## COSA FARE
Ritrascrivi fedelmente il passo del testo sul caso Graziano che parte da "La brutta storia" e si chiude con "va valutato criticamente.".

## TESTO RIPORTATO
-------

Pd e Graziano1

Partiti e voti, il problema non è (solo) Graziano

La brutta storia campana che ha coinvolto il presidente del PD Stefano Graziano porta alla luce molti problemi. Il primo che balza agli occhi e’ l’atteggiamento che un partito deve avere di fronte ad una inchiesta della magistratura. È’ del tutto evidente che l’azione dei magistrati va rispettata. Deve essere altrettanto evidente che un partito vero deve avere una propria opinione su chi è’ coinvolto in una inchiesta per tutelare un proprio iscritto dall’errore giudiziario. Rispetto e assecondamento dell’azione del magistrato ma il il Pm non è “‘Mose'” ne’ porta le tavole della legge. Ogni suo atto va valutato criticamente.

-------

## DATI FORNITI
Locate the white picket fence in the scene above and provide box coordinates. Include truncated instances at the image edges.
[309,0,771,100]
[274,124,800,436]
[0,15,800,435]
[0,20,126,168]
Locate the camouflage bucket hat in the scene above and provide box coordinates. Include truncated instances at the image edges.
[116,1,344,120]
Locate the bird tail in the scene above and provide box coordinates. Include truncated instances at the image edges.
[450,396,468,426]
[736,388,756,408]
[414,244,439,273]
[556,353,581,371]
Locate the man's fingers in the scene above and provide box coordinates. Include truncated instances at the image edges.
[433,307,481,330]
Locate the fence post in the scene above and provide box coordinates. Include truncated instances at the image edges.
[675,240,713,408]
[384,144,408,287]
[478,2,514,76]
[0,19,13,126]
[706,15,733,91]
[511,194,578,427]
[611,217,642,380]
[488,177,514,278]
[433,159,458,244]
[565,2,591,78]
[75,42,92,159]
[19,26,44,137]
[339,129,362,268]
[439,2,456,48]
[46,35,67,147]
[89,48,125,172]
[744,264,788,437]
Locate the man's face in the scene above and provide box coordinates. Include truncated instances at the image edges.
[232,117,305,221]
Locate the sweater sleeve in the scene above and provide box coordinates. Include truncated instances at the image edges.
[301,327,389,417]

-------

## RISULTATO
La brutta storia campana che ha coinvolto il presidente del PD Stefano Graziano porta alla luce molti problemi. Il primo che balza agli occhi e’ l’atteggiamento che un partito deve avere di fronte ad una inchiesta della magistratura. È’ del tutto evidente che l’azione dei magistrati va rispettata. Deve essere altrettanto evidente che un partito vero deve avere una propria opinione su chi è’ coinvolto in una inchiesta per tutelare un proprio iscritto dall’errore giudiziario. Rispetto e assecondamento dell’azione del magistrato ma il il Pm non è “‘Mose'” ne’ porta le tavole della legge. Ogni suo atto va valutato criticamente.